What the task requires:
Having located "[[21, 69], [92, 92], [128, 76], [117, 15]]" in the records below, repeat exactly the line it is on and all subsequent lines, ending with the last.

Data for this exercise:
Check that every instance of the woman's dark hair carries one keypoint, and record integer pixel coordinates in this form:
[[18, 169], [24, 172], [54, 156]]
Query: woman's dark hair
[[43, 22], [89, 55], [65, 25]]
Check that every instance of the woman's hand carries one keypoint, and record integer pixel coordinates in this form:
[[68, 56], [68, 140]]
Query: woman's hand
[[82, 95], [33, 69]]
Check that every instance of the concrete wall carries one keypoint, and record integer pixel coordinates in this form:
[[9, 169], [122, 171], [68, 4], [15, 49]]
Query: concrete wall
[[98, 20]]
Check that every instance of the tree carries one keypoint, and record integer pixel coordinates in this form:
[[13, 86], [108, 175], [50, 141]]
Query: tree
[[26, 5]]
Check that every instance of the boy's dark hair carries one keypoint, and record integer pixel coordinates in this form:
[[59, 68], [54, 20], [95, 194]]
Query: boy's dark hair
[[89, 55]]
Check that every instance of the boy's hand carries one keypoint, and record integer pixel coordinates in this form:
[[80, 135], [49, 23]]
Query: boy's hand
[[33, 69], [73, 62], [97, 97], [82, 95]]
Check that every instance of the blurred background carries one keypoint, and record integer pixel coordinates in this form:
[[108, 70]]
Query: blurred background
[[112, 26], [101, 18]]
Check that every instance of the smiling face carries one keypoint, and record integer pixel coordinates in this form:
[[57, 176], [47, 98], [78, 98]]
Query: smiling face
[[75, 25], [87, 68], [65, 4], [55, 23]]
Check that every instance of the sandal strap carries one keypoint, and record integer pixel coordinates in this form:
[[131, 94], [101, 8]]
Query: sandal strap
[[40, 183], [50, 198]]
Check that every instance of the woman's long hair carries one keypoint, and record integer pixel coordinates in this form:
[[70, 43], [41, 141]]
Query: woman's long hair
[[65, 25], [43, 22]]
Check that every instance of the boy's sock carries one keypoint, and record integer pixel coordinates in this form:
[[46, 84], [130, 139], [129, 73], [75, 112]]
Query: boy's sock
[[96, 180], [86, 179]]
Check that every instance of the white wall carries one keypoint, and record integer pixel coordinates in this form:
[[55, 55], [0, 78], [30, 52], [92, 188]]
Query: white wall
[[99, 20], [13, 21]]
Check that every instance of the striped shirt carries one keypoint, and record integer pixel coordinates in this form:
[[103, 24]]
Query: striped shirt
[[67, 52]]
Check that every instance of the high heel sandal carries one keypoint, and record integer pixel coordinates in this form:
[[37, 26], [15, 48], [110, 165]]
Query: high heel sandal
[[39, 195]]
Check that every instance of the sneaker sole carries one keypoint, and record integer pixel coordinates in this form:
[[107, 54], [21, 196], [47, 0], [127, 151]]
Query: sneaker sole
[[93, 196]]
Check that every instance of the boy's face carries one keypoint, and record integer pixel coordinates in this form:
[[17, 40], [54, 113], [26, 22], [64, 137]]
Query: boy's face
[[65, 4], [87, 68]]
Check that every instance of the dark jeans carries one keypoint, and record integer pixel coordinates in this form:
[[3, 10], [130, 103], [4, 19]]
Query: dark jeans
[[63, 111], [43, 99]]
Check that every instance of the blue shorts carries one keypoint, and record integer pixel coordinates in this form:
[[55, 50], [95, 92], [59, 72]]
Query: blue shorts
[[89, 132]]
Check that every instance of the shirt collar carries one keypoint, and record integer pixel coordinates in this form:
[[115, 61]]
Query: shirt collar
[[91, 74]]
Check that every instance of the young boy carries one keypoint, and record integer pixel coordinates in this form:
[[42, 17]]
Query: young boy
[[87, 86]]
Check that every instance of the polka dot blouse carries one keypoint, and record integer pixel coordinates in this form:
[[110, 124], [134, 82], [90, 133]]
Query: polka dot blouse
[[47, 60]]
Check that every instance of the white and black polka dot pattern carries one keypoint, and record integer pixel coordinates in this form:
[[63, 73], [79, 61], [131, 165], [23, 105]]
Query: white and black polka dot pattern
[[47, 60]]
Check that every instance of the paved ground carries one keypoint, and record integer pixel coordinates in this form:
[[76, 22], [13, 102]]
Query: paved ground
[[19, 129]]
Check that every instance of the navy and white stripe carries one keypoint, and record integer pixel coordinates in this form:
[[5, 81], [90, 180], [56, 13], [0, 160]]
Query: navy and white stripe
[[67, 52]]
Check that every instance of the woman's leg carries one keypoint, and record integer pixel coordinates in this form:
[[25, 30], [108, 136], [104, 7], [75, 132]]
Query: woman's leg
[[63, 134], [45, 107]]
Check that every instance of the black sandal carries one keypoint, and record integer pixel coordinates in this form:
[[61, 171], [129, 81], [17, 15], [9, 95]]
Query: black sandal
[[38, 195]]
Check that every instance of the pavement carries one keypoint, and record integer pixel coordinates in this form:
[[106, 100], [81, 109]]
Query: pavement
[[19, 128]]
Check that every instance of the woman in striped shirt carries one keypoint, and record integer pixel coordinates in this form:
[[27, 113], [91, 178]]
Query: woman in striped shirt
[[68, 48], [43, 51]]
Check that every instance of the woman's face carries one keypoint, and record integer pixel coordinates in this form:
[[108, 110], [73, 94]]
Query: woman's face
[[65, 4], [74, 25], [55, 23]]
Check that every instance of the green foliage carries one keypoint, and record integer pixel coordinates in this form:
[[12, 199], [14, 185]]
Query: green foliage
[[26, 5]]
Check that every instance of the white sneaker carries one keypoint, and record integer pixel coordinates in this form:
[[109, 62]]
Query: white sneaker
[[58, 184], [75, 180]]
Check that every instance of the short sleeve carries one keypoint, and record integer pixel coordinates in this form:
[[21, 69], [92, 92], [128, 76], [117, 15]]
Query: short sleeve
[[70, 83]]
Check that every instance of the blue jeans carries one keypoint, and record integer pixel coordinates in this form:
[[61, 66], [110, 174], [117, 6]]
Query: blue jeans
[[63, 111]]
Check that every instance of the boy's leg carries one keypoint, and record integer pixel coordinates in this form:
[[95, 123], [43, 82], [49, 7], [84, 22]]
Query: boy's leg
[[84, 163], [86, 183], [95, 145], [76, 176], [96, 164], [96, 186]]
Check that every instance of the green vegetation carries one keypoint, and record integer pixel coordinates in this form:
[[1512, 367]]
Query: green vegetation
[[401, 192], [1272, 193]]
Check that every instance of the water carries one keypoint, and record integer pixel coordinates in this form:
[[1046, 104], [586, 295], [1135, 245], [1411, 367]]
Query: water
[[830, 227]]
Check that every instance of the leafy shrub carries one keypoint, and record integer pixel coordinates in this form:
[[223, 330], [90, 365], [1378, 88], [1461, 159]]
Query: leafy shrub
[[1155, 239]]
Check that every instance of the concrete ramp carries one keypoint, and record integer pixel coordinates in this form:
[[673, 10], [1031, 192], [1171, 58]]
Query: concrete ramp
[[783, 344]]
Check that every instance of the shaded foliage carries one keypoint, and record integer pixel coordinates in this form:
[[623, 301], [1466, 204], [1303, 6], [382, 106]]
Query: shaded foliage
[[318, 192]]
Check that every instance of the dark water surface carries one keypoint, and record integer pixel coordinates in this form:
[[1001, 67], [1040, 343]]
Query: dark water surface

Output of the task:
[[21, 69], [92, 92], [128, 76], [117, 15]]
Query: short sleeve
[[70, 83]]
Check that every instance of the blue jeans carries one keypoint, and record integer pixel coordinates in this form:
[[61, 66], [110, 174], [117, 6]]
Query: blue jeans
[[63, 111]]
Check that every instance of the boy's leg carries one keypoint, and record integer pixel coordinates in this form:
[[95, 123], [43, 82], [49, 7], [84, 22]]
Query: boy's leg
[[84, 163], [86, 183], [95, 145], [76, 176], [96, 164], [96, 186]]
Check that every instance of the green vegetation carries one keypoint, and record integer pixel coordinates in this form:
[[1512, 367]]
Query: green vegetation
[[401, 192], [1272, 193]]
Check that every instance of the water carries one keypoint, and record integer pixel coordinates in this form:
[[1046, 104], [586, 295], [1135, 245], [1411, 367]]
Query: water
[[830, 227]]
Check that every instance of the leafy shrub carries one keypoint, and record integer pixel coordinates in this form:
[[223, 330], [90, 365], [1378, 88], [1461, 159]]
Query: leafy shrub
[[1155, 239]]
Check that every instance of the concrete ramp carries one keypoint, and record integer pixel coordinates in this form:
[[673, 10], [1031, 192], [1171, 58]]
Query: concrete ramp
[[783, 344]]
Check that every instance of the shaded foliage carries one keypoint, and record integer pixel coordinates in this form:
[[623, 301], [1466, 204], [1303, 6], [382, 106]]
Query: shaded foliage
[[318, 192]]
Check that every instance of the dark water surface carries one keypoint, and record integer pixel coordinates in this form:
[[1001, 67], [1040, 343]]
Query: dark water surface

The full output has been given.